Select every line in the rows below that contains the string "blue", and copy each one. Case counts.

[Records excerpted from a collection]
• • •

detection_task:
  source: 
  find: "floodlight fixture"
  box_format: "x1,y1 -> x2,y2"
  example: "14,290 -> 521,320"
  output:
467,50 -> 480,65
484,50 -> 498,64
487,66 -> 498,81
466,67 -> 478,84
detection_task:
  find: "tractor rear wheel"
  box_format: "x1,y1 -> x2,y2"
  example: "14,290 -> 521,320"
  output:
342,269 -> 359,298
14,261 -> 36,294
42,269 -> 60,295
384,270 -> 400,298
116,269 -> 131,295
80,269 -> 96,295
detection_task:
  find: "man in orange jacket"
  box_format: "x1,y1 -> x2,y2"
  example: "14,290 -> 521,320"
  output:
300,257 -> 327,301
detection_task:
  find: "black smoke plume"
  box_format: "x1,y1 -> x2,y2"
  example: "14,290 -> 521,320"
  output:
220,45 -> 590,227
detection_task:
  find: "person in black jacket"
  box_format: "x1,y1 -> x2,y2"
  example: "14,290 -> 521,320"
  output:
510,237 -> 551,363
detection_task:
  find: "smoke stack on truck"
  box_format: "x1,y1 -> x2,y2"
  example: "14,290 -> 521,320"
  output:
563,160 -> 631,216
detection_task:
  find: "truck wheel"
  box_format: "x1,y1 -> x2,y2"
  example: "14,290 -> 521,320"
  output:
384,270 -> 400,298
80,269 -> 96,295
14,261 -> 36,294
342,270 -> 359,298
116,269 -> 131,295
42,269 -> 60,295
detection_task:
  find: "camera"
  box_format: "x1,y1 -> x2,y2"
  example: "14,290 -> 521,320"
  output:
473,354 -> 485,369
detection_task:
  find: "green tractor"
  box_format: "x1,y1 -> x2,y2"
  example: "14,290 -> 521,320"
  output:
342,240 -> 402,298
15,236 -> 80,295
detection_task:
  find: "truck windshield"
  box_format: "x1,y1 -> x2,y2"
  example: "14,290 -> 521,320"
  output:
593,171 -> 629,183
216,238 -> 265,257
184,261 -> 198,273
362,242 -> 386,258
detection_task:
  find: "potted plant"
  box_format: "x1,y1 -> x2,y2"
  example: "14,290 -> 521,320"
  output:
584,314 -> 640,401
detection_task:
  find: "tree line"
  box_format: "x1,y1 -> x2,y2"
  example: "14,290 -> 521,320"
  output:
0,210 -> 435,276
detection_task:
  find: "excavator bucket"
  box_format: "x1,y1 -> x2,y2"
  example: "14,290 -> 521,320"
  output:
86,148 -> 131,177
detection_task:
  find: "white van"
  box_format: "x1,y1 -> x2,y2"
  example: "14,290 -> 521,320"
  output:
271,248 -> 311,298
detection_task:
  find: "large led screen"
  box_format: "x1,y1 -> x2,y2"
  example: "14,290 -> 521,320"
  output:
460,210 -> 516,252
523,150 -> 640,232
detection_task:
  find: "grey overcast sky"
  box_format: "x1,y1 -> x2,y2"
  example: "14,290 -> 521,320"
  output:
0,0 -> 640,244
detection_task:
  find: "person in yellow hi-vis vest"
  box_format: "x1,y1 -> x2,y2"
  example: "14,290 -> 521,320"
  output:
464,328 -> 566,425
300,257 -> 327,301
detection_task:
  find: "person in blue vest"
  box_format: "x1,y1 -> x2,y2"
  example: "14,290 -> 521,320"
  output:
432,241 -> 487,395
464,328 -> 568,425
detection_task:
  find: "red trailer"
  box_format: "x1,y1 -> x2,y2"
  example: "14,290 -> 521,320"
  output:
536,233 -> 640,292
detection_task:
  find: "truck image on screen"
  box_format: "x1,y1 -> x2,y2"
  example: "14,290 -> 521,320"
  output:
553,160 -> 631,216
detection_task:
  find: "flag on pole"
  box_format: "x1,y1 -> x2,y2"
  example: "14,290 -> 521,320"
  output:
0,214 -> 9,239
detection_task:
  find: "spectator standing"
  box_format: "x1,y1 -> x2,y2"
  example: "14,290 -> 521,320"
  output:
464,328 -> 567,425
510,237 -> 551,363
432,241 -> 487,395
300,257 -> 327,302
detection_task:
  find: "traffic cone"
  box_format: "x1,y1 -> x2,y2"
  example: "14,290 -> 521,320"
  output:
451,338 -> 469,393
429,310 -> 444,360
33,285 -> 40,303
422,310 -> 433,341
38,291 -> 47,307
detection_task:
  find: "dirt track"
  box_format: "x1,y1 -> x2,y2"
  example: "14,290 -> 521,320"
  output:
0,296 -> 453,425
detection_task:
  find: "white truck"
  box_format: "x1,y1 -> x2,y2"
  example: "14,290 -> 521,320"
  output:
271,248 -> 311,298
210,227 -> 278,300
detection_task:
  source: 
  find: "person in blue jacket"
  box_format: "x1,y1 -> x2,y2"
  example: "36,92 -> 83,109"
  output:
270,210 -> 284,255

• • •

● Exercise result
  find: "person in blue vest"
  find: "person in blue jacket"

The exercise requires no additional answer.